Data for the task: Begin

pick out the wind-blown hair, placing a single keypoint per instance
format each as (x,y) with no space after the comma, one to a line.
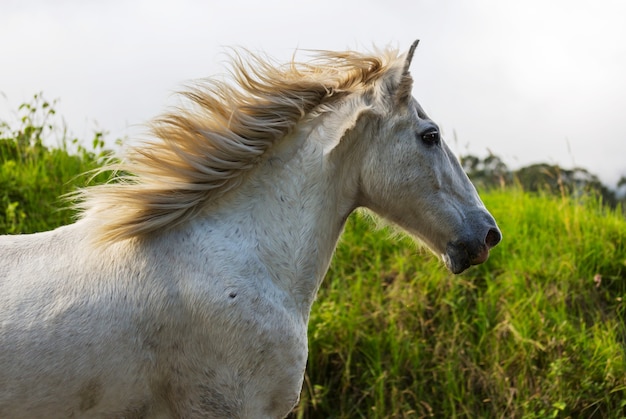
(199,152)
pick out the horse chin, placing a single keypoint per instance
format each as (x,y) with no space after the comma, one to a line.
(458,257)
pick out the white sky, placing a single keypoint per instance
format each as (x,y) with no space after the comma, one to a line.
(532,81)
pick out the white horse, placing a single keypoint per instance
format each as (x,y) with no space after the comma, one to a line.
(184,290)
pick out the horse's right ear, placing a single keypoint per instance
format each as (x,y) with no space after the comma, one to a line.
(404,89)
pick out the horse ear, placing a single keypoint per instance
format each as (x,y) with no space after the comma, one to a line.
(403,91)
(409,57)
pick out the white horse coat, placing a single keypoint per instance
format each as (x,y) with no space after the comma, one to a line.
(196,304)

Data for the task: End
Data for the task: Begin

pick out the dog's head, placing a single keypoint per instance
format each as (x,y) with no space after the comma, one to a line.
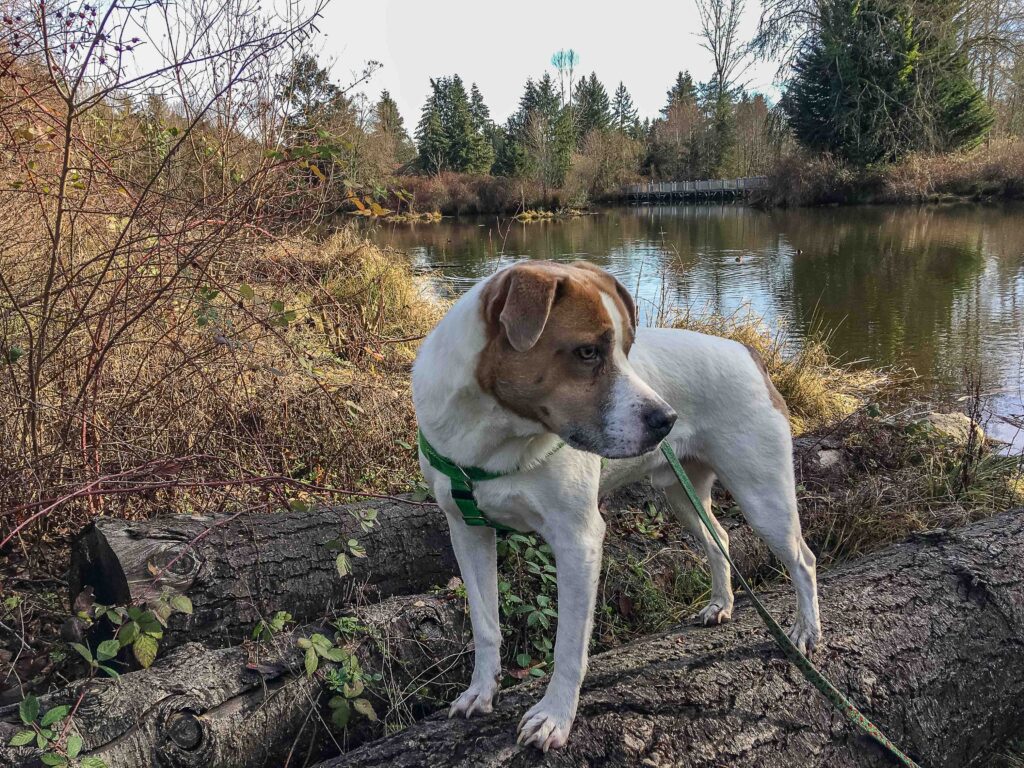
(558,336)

Data for the task: End

Exercise requirements: With the pictures removed, print only the lines starting at the line that has "pick out the wind-blown" and ending at the line that has "pick out the horse's", both ends included, exactly as they stand above.

Response to the exercise:
pick out the wind-blown hair, placing a single keypoint per instance
format each as (x,y) with no space after the comma, one to a line.
(199,152)
pick out the horse chin, placing a single keypoint per instance
format each as (x,y) with no space after the comma, one to a line.
(458,257)
pick out the white sky, placing a single keypoint per instance
format each as (x,y) with no space after the comma, one to a line.
(532,81)
pick out the white horse, placing a single keypoint per instance
format each as (x,y) with no space after the comma, one to a line.
(184,290)
pick out the horse's right ear, placing a single keypoint per instance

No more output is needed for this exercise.